───── Given passage ─────

I need not mention Buckley's because that's probably the exact chance they have of making me try any more of their beers. Same with Two brothers (although I don't know if it's infection that plagues them or just no idea about recipe formulation).

Understand my perspective- the attempts we are making with both bigger commercial offerings (Squire, Matilda Bay, LC etc) and smaller offerings is above and beyond what used to be out there and it's a young industry and Australian perception of what beer is and what it can be is even younger but the commercial offerings of international breweries (and I'm thinking old, small established breweries from Belgium, UK and Germany rather than US craftbrewing mainly) does beat us hands down. As they should - they've been doing it for a while.

The final thing is - what about developing more of our own style? That's one thing the US have done well - taking UK and Belgian styles and (pun not intended) mashing them up. We've only just begun with indigenous ingredients in Baron's and a vague notoriety with Coopers thanks to Michael Jackson. there's also the stuff you make (and I actually like a cold pint or two of CD or a can of MB so don't take me for a snob) but it's not really what I'd like to see defined as a style exclusive to Australia. Belgium gives us Rochefort 8 or Westmalle dubbel and we give them...................................Hahn light??

───── Recorded information ─────

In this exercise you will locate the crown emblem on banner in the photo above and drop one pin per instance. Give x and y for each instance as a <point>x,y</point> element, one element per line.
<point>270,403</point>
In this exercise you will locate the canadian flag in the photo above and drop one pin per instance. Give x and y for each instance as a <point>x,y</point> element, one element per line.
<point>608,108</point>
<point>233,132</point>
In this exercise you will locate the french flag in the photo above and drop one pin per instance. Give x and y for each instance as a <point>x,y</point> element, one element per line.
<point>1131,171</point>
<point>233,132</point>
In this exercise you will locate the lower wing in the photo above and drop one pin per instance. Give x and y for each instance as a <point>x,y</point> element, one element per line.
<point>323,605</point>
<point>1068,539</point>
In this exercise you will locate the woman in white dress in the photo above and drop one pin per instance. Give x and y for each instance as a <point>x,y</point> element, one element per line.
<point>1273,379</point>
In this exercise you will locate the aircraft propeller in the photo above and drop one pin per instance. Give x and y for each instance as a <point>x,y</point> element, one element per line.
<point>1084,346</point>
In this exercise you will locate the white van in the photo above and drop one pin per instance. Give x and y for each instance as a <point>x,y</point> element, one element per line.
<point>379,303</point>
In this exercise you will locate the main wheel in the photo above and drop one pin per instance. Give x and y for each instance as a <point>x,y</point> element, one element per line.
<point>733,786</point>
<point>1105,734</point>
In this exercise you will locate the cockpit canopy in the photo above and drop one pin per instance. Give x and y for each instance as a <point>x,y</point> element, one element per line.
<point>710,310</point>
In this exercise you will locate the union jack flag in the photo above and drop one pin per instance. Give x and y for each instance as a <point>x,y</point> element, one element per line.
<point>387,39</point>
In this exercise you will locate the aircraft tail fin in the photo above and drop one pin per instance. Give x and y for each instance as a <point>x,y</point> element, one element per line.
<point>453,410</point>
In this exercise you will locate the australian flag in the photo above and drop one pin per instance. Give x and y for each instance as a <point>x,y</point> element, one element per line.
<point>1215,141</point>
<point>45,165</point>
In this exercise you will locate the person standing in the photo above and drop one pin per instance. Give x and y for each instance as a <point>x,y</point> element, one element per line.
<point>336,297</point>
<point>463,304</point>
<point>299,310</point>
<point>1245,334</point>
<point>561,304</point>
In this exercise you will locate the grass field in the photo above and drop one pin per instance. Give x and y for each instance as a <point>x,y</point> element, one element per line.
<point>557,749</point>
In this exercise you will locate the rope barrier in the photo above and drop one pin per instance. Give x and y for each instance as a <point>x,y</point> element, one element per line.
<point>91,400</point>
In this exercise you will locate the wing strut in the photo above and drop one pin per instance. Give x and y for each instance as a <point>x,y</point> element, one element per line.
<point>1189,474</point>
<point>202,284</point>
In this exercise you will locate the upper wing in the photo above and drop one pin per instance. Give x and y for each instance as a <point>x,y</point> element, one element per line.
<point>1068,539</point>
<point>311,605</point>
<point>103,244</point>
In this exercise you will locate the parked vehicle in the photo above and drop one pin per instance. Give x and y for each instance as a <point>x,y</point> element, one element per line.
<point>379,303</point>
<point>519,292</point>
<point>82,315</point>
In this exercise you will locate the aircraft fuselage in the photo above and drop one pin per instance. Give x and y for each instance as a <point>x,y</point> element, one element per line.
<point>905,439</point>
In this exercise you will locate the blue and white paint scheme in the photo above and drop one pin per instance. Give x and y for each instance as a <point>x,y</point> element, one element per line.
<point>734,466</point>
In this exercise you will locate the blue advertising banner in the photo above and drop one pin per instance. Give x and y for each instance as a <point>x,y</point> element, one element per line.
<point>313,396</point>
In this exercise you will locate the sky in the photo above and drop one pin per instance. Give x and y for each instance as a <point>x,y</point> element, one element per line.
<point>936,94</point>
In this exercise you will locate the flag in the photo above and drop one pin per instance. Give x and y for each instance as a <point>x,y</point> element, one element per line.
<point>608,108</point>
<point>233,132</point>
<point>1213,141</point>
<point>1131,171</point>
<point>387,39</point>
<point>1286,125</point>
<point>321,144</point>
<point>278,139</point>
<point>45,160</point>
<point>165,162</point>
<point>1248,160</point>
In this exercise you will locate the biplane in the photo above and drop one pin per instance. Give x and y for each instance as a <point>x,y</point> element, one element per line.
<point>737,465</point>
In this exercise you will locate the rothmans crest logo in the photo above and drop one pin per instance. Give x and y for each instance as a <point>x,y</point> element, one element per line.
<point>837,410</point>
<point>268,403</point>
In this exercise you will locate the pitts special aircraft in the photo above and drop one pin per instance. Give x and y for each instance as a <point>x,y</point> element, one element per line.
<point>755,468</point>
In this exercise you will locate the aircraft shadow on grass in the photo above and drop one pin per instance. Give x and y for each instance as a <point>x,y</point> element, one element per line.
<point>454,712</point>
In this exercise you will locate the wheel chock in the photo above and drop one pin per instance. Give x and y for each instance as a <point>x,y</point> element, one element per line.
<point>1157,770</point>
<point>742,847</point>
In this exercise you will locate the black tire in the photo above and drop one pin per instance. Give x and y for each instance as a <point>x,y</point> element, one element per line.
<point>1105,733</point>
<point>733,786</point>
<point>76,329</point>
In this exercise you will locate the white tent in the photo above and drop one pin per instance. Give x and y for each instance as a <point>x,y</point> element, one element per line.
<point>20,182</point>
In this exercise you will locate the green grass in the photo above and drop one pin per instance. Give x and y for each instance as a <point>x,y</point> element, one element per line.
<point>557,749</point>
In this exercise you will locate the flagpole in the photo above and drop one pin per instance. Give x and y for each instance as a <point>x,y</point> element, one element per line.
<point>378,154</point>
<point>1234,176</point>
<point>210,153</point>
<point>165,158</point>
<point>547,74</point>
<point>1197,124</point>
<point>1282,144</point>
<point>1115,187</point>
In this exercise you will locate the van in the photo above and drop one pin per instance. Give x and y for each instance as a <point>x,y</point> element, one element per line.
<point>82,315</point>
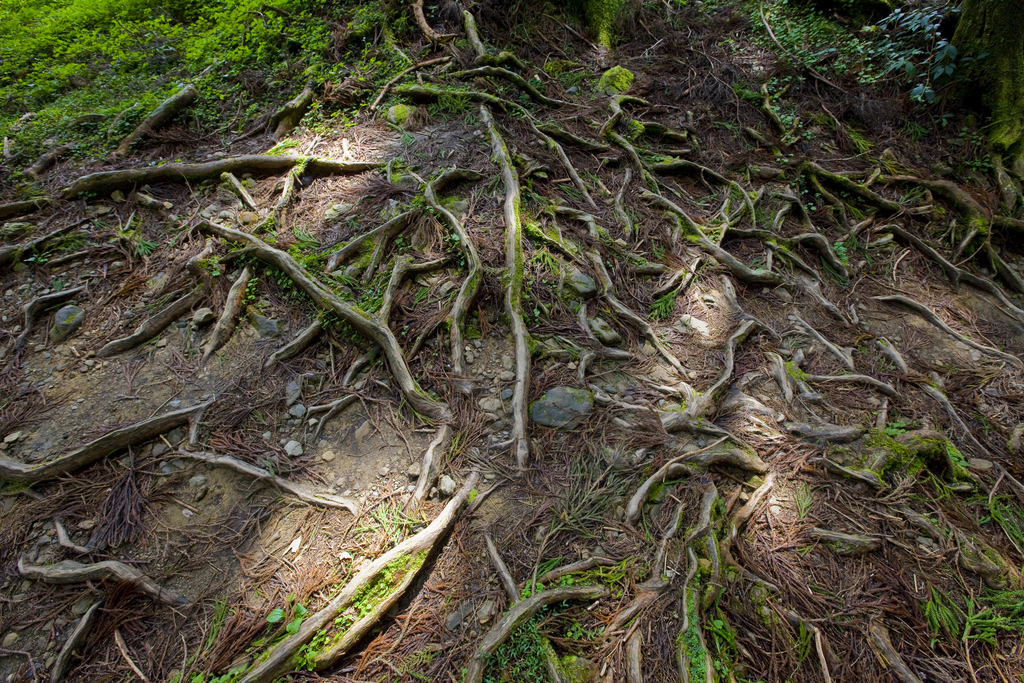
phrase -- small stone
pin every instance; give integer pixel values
(66, 323)
(491, 404)
(265, 327)
(446, 485)
(203, 316)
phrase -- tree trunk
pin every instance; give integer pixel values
(993, 28)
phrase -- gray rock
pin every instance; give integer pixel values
(267, 328)
(203, 316)
(292, 392)
(446, 485)
(67, 323)
(562, 408)
(604, 332)
(582, 283)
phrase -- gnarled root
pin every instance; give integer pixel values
(141, 431)
(225, 324)
(513, 288)
(367, 325)
(167, 111)
(298, 489)
(288, 117)
(70, 571)
(411, 552)
(518, 614)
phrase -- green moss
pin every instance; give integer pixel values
(615, 80)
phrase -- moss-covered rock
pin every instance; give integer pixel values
(615, 80)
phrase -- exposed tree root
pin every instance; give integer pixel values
(879, 636)
(75, 640)
(429, 464)
(70, 571)
(297, 345)
(36, 306)
(471, 285)
(225, 324)
(167, 111)
(513, 288)
(379, 333)
(331, 646)
(298, 489)
(141, 431)
(259, 165)
(930, 315)
(288, 117)
(517, 615)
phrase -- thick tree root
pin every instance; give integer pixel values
(12, 253)
(879, 636)
(76, 639)
(471, 285)
(70, 571)
(384, 232)
(259, 165)
(429, 468)
(411, 552)
(12, 470)
(517, 615)
(297, 345)
(298, 489)
(288, 117)
(225, 324)
(930, 315)
(167, 111)
(364, 323)
(513, 288)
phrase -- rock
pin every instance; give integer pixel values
(203, 316)
(604, 332)
(615, 80)
(336, 211)
(459, 615)
(446, 485)
(491, 404)
(582, 283)
(562, 408)
(66, 323)
(292, 392)
(267, 328)
(398, 114)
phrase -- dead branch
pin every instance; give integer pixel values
(70, 571)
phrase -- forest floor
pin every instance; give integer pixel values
(790, 449)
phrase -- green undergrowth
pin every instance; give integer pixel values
(85, 73)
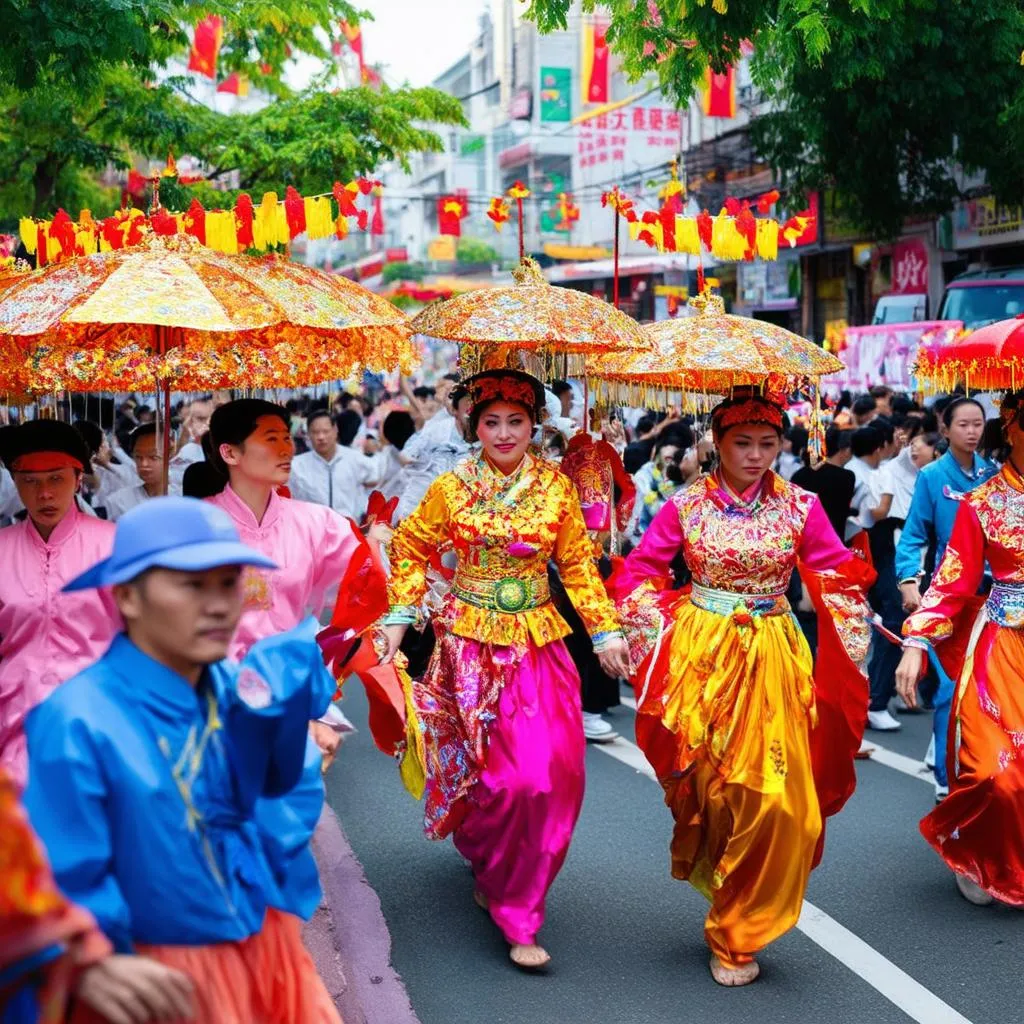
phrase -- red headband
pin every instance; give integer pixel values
(43, 462)
(752, 411)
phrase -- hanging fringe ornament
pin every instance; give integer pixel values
(320, 218)
(244, 221)
(768, 240)
(295, 213)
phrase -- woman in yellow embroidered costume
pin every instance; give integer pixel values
(500, 702)
(752, 751)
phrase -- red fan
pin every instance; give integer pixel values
(379, 510)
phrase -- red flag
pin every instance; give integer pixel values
(720, 94)
(595, 62)
(353, 35)
(236, 84)
(206, 45)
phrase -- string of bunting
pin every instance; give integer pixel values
(273, 222)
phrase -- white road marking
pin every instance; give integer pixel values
(896, 985)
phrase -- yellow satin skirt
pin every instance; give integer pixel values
(724, 718)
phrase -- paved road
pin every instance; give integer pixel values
(885, 937)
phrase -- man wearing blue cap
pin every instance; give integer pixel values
(175, 792)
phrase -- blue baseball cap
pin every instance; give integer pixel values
(180, 534)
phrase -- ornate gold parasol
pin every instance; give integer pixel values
(172, 311)
(713, 352)
(532, 316)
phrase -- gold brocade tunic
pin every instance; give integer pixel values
(504, 530)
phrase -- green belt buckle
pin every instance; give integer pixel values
(511, 595)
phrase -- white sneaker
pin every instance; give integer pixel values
(882, 721)
(972, 892)
(596, 729)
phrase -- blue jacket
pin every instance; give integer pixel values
(933, 510)
(178, 815)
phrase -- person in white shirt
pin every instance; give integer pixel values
(145, 453)
(195, 423)
(331, 473)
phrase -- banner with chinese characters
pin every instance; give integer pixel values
(631, 136)
(556, 89)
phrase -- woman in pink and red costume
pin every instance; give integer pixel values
(752, 749)
(46, 636)
(500, 702)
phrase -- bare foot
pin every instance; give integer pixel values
(972, 892)
(734, 977)
(531, 957)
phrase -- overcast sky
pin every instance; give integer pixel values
(419, 39)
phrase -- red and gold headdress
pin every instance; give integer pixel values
(747, 409)
(507, 385)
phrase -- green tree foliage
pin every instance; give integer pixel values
(890, 102)
(87, 85)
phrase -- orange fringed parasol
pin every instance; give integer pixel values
(532, 315)
(173, 312)
(713, 352)
(987, 359)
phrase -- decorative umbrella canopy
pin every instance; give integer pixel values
(644, 379)
(713, 352)
(532, 315)
(989, 358)
(172, 312)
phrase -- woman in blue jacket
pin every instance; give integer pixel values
(930, 521)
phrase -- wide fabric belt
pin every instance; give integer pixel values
(729, 602)
(1006, 605)
(509, 595)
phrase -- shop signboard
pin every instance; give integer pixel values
(982, 221)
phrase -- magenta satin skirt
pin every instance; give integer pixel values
(503, 732)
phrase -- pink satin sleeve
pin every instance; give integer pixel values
(820, 549)
(650, 560)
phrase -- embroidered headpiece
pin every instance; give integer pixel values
(755, 410)
(506, 385)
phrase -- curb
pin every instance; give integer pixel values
(348, 937)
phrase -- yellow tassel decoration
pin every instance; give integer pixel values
(320, 220)
(726, 242)
(768, 239)
(221, 232)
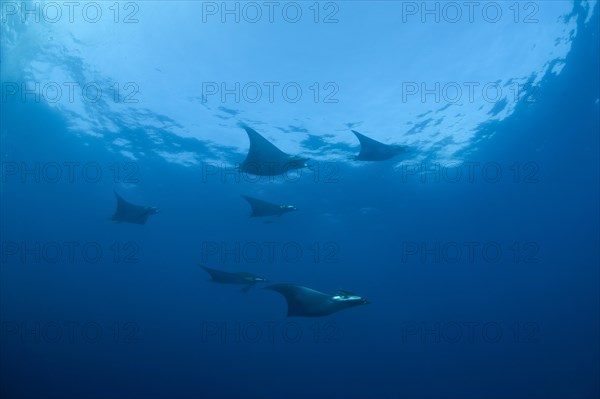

─────

## What to work on
In the post on Australian beer, which brewery is said to have begun using indigenous ingredients?

## Exercise response
Baron's